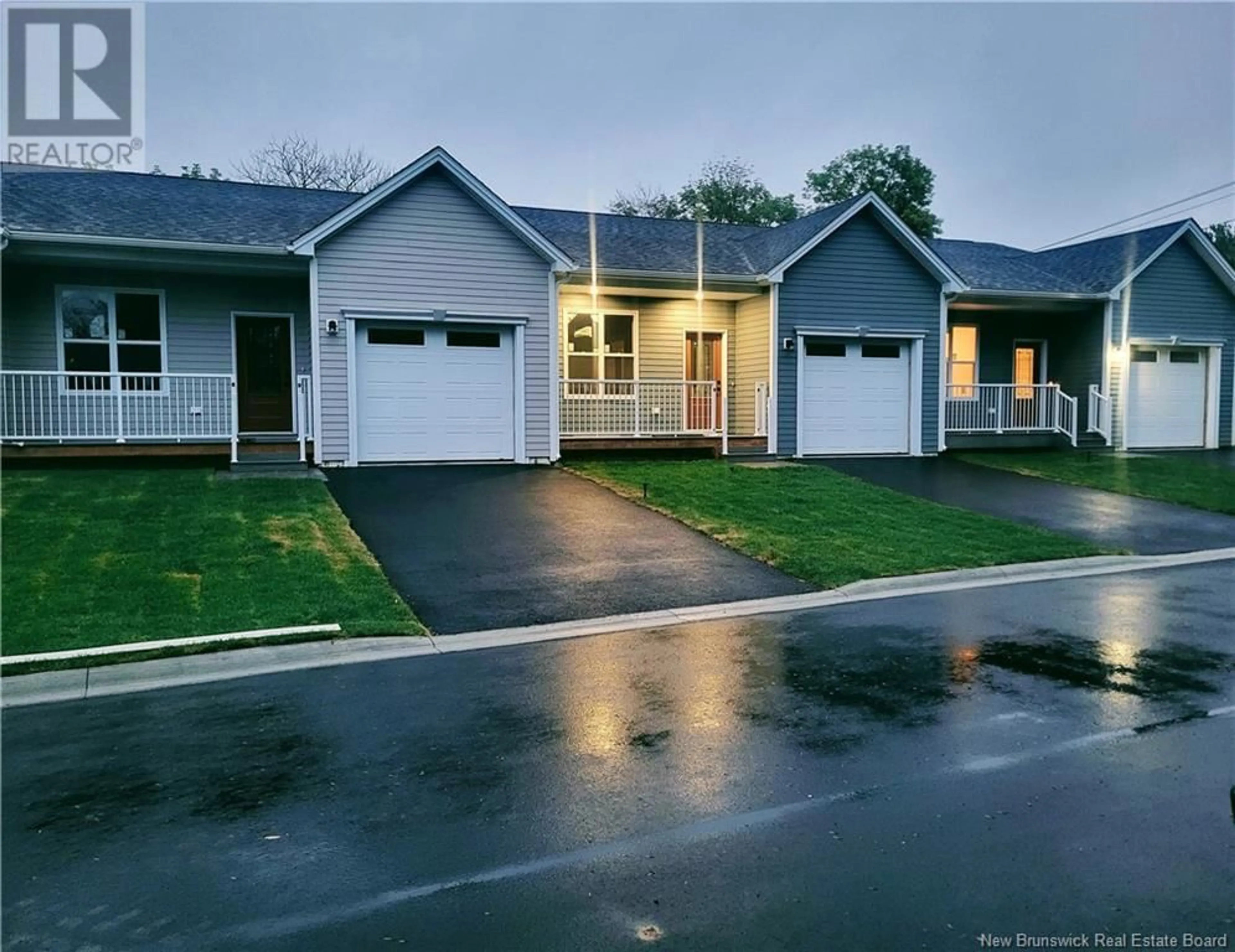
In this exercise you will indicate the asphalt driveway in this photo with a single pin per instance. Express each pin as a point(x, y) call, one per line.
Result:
point(475, 548)
point(1107, 519)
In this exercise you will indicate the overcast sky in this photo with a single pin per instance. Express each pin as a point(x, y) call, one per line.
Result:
point(1040, 120)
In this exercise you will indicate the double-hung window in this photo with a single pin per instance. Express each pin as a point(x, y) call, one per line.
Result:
point(102, 331)
point(601, 346)
point(963, 361)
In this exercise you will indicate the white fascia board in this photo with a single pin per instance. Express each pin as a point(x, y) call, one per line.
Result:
point(1037, 295)
point(813, 331)
point(122, 242)
point(917, 246)
point(435, 157)
point(757, 279)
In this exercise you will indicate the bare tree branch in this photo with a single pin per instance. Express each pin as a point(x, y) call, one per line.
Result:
point(303, 163)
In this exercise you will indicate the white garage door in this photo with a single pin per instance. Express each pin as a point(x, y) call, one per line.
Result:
point(855, 397)
point(1166, 397)
point(429, 393)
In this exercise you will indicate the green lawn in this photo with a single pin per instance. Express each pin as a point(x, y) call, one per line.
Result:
point(100, 557)
point(1173, 480)
point(827, 528)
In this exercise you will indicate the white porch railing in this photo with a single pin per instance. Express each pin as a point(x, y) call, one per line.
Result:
point(641, 408)
point(1100, 413)
point(67, 407)
point(1011, 409)
point(763, 408)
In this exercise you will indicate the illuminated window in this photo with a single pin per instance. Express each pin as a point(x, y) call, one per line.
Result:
point(601, 346)
point(963, 361)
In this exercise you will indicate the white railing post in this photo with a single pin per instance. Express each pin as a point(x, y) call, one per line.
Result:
point(235, 418)
point(120, 407)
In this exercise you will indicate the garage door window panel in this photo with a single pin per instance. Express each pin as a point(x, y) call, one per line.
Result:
point(824, 349)
point(397, 336)
point(473, 339)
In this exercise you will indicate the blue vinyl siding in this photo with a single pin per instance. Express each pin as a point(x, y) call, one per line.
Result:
point(861, 276)
point(1074, 348)
point(1180, 295)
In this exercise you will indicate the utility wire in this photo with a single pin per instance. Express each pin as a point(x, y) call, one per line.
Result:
point(1134, 218)
point(1191, 208)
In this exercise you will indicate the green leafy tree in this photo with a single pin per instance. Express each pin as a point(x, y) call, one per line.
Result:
point(1223, 236)
point(726, 191)
point(903, 181)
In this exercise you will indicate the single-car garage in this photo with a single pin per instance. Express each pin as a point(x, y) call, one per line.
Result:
point(1166, 397)
point(856, 397)
point(433, 393)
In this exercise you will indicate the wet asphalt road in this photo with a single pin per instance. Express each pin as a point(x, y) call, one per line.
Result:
point(1144, 526)
point(897, 775)
point(530, 545)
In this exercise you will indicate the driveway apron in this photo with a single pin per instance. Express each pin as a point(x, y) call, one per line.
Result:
point(476, 548)
point(1144, 526)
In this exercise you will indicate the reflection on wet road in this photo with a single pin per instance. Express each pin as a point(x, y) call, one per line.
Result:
point(183, 814)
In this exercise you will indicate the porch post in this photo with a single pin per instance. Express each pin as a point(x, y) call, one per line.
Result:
point(301, 417)
point(235, 418)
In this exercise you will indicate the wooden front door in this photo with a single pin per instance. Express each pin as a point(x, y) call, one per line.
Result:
point(704, 362)
point(263, 375)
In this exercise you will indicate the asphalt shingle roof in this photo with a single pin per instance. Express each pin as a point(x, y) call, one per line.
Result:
point(170, 208)
point(636, 244)
point(166, 208)
point(1000, 267)
point(1103, 263)
point(1091, 267)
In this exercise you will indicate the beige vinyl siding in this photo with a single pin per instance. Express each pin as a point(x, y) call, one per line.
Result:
point(199, 308)
point(754, 326)
point(433, 248)
point(661, 334)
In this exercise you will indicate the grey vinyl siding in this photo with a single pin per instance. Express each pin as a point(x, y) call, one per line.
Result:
point(661, 334)
point(199, 308)
point(753, 320)
point(1180, 295)
point(433, 248)
point(859, 277)
point(1074, 348)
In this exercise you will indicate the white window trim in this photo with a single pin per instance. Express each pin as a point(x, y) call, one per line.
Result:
point(601, 339)
point(113, 358)
point(949, 362)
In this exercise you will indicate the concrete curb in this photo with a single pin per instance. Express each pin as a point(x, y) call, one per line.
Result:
point(140, 646)
point(50, 687)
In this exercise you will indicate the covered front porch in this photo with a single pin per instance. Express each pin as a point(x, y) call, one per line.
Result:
point(1026, 372)
point(665, 367)
point(129, 355)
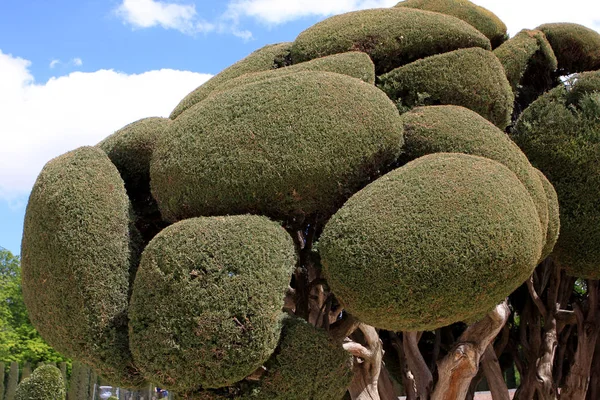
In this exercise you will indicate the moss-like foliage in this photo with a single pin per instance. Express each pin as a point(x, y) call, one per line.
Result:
point(528, 49)
point(482, 19)
point(307, 365)
point(442, 239)
point(560, 133)
point(206, 304)
point(553, 215)
point(453, 129)
point(472, 78)
point(391, 36)
point(355, 64)
point(46, 383)
point(76, 261)
point(266, 58)
point(577, 48)
point(287, 147)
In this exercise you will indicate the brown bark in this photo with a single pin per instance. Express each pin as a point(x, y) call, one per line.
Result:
point(458, 368)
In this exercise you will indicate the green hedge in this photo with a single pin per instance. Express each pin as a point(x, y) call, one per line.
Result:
point(442, 239)
point(266, 58)
point(76, 260)
point(206, 304)
point(391, 36)
point(289, 147)
point(472, 78)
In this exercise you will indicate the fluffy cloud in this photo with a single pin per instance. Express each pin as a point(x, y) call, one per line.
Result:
point(42, 121)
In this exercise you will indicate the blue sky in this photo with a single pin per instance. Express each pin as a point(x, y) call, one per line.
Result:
point(72, 72)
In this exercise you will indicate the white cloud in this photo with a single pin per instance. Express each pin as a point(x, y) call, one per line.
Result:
point(42, 121)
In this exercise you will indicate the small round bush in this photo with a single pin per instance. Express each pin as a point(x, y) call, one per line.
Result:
point(577, 48)
point(76, 260)
point(46, 383)
point(454, 129)
point(266, 58)
point(482, 19)
point(472, 78)
point(391, 36)
point(206, 305)
point(442, 239)
point(289, 147)
point(560, 133)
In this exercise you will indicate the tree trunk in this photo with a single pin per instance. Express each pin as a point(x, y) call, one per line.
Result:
point(458, 368)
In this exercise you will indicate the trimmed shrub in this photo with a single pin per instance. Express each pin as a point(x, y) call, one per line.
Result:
point(480, 18)
point(442, 239)
point(560, 133)
point(472, 78)
point(553, 215)
point(528, 49)
point(355, 64)
point(577, 48)
point(266, 58)
point(46, 383)
point(76, 260)
point(288, 147)
point(206, 304)
point(391, 36)
point(453, 129)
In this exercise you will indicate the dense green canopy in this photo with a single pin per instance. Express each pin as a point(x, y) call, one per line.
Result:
point(472, 78)
point(266, 58)
point(560, 133)
point(206, 304)
point(293, 146)
point(391, 36)
point(442, 239)
point(482, 19)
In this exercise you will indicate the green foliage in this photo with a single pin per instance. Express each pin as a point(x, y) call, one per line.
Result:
point(442, 239)
point(472, 78)
point(577, 48)
point(453, 129)
point(482, 19)
point(288, 147)
point(46, 383)
point(391, 36)
point(562, 139)
point(76, 260)
point(269, 57)
point(206, 304)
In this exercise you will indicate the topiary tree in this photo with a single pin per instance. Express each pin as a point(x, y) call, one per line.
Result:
point(326, 199)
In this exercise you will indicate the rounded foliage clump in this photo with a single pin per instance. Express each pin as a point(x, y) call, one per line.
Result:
point(482, 19)
point(472, 78)
point(560, 133)
point(391, 36)
point(76, 259)
point(206, 305)
point(453, 129)
point(287, 147)
point(46, 383)
point(266, 58)
point(577, 48)
point(442, 239)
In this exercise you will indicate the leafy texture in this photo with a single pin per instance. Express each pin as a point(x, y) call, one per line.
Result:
point(288, 147)
point(560, 133)
point(391, 36)
point(442, 239)
point(472, 78)
point(46, 383)
point(76, 260)
point(206, 304)
point(269, 57)
point(482, 19)
point(577, 48)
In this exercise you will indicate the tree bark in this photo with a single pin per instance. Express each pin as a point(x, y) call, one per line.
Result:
point(458, 368)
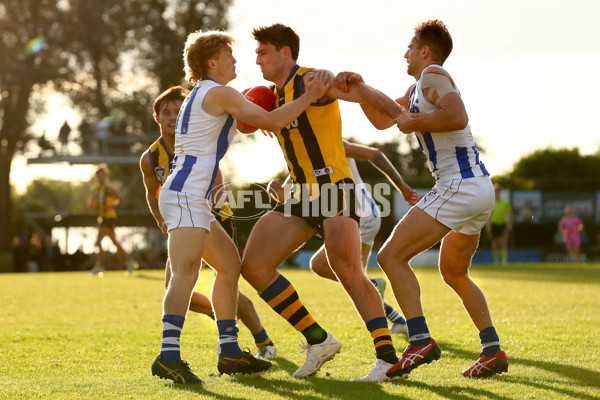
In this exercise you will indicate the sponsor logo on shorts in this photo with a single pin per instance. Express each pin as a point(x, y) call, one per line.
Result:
point(323, 171)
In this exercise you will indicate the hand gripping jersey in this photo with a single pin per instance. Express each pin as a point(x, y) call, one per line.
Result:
point(450, 154)
point(161, 160)
point(312, 143)
point(201, 141)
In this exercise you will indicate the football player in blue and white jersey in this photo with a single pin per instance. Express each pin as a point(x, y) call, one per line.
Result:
point(204, 129)
point(454, 211)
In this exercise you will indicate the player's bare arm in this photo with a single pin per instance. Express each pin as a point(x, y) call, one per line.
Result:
point(223, 99)
point(356, 91)
point(380, 161)
point(379, 109)
point(152, 186)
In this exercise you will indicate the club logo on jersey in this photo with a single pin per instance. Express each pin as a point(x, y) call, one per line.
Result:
point(161, 173)
point(323, 171)
point(292, 125)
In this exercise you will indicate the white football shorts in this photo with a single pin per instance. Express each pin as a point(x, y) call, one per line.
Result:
point(463, 205)
point(369, 227)
point(184, 210)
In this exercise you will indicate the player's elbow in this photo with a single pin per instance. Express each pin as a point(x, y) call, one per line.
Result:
point(460, 121)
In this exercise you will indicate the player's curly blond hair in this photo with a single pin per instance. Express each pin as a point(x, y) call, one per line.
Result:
point(434, 34)
point(199, 48)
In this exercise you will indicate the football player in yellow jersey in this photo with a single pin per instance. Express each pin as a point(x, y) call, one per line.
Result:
point(313, 148)
point(104, 198)
point(155, 164)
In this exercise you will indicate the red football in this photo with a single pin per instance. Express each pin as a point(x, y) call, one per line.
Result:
point(262, 96)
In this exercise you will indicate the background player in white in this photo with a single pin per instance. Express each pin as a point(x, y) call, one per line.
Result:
point(205, 127)
point(155, 165)
point(454, 211)
point(370, 218)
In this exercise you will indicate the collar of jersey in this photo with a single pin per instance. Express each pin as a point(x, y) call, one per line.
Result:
point(292, 74)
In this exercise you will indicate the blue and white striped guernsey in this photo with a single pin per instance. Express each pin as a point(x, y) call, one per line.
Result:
point(450, 155)
point(201, 141)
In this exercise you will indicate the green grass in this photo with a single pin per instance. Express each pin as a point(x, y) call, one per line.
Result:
point(73, 336)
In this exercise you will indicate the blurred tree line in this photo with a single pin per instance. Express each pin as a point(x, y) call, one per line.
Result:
point(111, 58)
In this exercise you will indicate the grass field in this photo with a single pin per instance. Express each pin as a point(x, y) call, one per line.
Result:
point(75, 336)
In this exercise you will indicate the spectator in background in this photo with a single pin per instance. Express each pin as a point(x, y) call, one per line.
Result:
point(105, 199)
point(19, 251)
point(500, 225)
point(571, 226)
point(63, 137)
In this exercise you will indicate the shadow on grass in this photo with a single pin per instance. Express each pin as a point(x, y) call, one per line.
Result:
point(324, 385)
point(578, 376)
point(327, 386)
point(563, 273)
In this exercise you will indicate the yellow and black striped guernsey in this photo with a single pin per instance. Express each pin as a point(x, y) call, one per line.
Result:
point(160, 159)
point(312, 144)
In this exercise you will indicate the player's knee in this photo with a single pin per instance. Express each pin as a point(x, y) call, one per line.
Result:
point(453, 278)
point(244, 301)
point(384, 258)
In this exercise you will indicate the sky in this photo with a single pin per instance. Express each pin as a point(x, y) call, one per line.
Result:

__________________________________________________

Directions — Repeat only the stretch of lines that begins at the line containing "In this exercise you will indicate the shadow" and ends at the last line above, both included.

Exercise response —
In this exercise you will indicate the shadow on grass in this photo with a single pin per instance. Express each pin as a point(x, y) call, one per line.
Result:
point(324, 385)
point(578, 376)
point(327, 386)
point(563, 273)
In this exercise you will indicate the yellow and black striped guernsey in this photo with a single pin per instance. Express each pin as a point(x, y) call, one per line.
Result:
point(160, 159)
point(312, 144)
In this exercise you will indicate the player's knee in this photo with a single pin per instance. Express each pin as a point(x, y) call, one per line.
Result:
point(453, 278)
point(244, 301)
point(384, 258)
In this exercise you will indicate the sky in this photo with a single pin per instance. Express each pin as a point(x, y) call, one per line.
Result:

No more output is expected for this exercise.